## O QUE FAZER:
Responda a estas perguntas com base no texto sobre a Bíblia, abaixo:
(a) Que passagem bíblica é citada no início do texto?
(b) Segundo o texto, o que o Apocalipse de S. João ajuda a compreender?
(c) De acordo com o texto, de que Moisés acabara de se libertar?

## TEXTO FORNECIDO:

━━━━━━

Algumas incomodações da Bíblia



"Se alguém ferir seu escravo ou escrava com um pedaço de pau, e como resultado o escravo morrer, será punido; mas se o escravo sobreviver um ou dois dias, não será punido, visto que é sua propriedade." (Êxodo 21:20-21; NVI)

A Bíblia é para mim um best-seller que faz pensar. Não a leio sem elaborar os devidos enquadramentos de valores, buscar uma compreensão contextual e raciocinar explorando cada lacuna deixada pelo escritor sagrado. Quer se trate de uma intrigante parábola contada por Jesus, de uma narrativa mítica do livro de Gênesis ou de um princípio da legislação de Moisés, procuro encontrar um sugestivo espaço para saudáveis questionamentos capazes de proporcionar uma maior edificação. Até o Apocalipse de S. João, por mais absurdo que às vezes pareça, ajuda-me a compreender a extensão do fanatismo religioso quando levado ao extremo do sectarismo.

Considero um equívoco alguém querer julgar qualquer literatura antiga conforme os valores do presente. Os que perdem tempo atacando a Bíblia, quando dizem ter Moisés legitimado a escravidão, a poligamia masculina, as punições cruéis e as guerras santas, por exemplo, estão chovendo no molhado. Até mesmo porque tais situações já existiam anteriormente àquela época, mas foram inspiradamente repensadas pelo grande legislador hebreu dentro de uma visão mais progressista de quem acabara de libertar-se da escravidão egípcia  e precisava regular a complicada vida social na nova terra a ser conquistada.

━━━━━━

## MATERIAL FORNECIDO:

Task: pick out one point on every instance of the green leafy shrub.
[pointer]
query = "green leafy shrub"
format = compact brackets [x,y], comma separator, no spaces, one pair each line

━━━━━━

## RESPOSTA ESCRITA:
(a) Êxodo 21:20-21 (NVI).
(b) A extensão do fanatismo religioso quando levado ao extremo do sectarismo.
(c) Da escravidão egípcia.